--- PASSAGE SHOWN ---
'''

Amtrak did not retain any cross-border services when it assumed control of most intercity passenger trains in the United States on May 1, 1971. As part of its 1972 appropriation for Amtrak the United States Congress directed that $2 million be used for the establishment of service to Vancouver, Montreal (the Montrealer), and Nuevo Laredo (the Inter-American). The Burlington Northern Railroad's International had served the Seattle–Vancouver route up until the creation of Amtrak, and resuming service posed no significant challenges.

'''

--- GIVEN INFORMATION ---
'''

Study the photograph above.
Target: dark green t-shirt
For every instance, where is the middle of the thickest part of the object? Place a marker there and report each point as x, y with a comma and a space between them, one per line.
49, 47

'''

--- WORK INSTRUCTIONS ---
1. Rewrite the paragraph of the Amtrak passage that begins "Amtrak did not retain" more briefly, keeping its main facts.
2. From the Amtrak passage, extract the text word for word, starting at the words "Amtrak did not" and ending after "no significant challenges.".
3. Continue the passage on Amtrak's cross-border service, picking up after its last sentence.

--- RESPONSE LIST ---
1. When Amtrak took over most U.S. intercity passenger trains on May 1, 1971, it kept no cross-border services. In Amtrak's 1972 appropriation, Congress set aside $2 million to establish service to Vancouver, to Montreal (the Montrealer), and to Nuevo Laredo (the Inter-American). Resuming the Seattle–Vancouver route posed no significant challenges, because the Burlington Northern Railroad's International had run it until Amtrak was created.

2.
Amtrak did not retain any cross-border services when it assumed control of most intercity passenger trains in the United States on May 1, 1971. As part of its 1972 appropriation for Amtrak the United States Congress directed that $2 million be used for the establishment of service to Vancouver, Montreal (the Montrealer), and Nuevo Laredo (the Inter-American). The Burlington Northern Railroad's International had served the Seattle–Vancouver route up until the creation of Amtrak, and resuming service posed no significant challenges.

3.
The first Pacific International, Amtrak's first international train, ran on July 17, 1972. The train was scheduled to connect with the Los Angeles–Seattle Coast Starlight in both directions. Initially, the route had intermediate stops in New Westminster, White Rock, British Columbia, Blaine, Washington, Bellingham, Mount Vernon-Burlington, Everett, and Edmonds. In mid-May 1973, the United States Customs and Immigration Service began requiring off-train inspection of southbound passengers at the Canada–United States border, after investigative journalist Jack Anderson reported that Vancouver was being used as a U.S. gateway for drugs and illegal immigration. Canadian inspection was still conducted on board the train for northbound passengers who crossed the border. Full onboard border inspection was re-established in May 1974. By the first half of 1975, the White Rock stop had been eliminated.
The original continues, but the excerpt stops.